**ABOUT THIS EXERCISE**
All lines from the one including "# annotate each instance of the heavy" to the bottom of the entries below should be repeated exactly, both ends kept.

■ ■ ■ ■ ■

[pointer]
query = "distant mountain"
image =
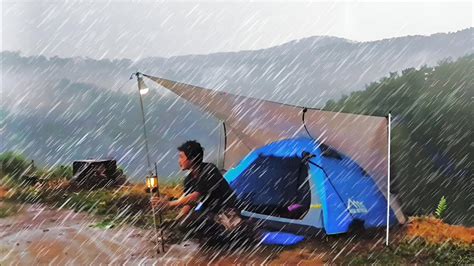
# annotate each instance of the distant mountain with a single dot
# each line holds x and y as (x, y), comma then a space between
(60, 109)
(432, 133)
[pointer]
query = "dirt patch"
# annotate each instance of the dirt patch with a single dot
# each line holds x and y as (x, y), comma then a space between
(436, 231)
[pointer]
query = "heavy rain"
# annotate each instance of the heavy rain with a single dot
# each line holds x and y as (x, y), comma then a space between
(208, 132)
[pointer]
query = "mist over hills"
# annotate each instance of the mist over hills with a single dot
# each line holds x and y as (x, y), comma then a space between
(56, 110)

■ ■ ■ ■ ■

**RESPONSE TO THIS TASK**
# annotate each instance of the heavy rain with a single dot
# each line holds x and y as (x, y), comma then a space between
(208, 132)
[pointer]
query = "mist over hills"
# annotate each instance of the mist over hills with a single dot
# each line holds x and y as (x, y), comma then a space between
(56, 110)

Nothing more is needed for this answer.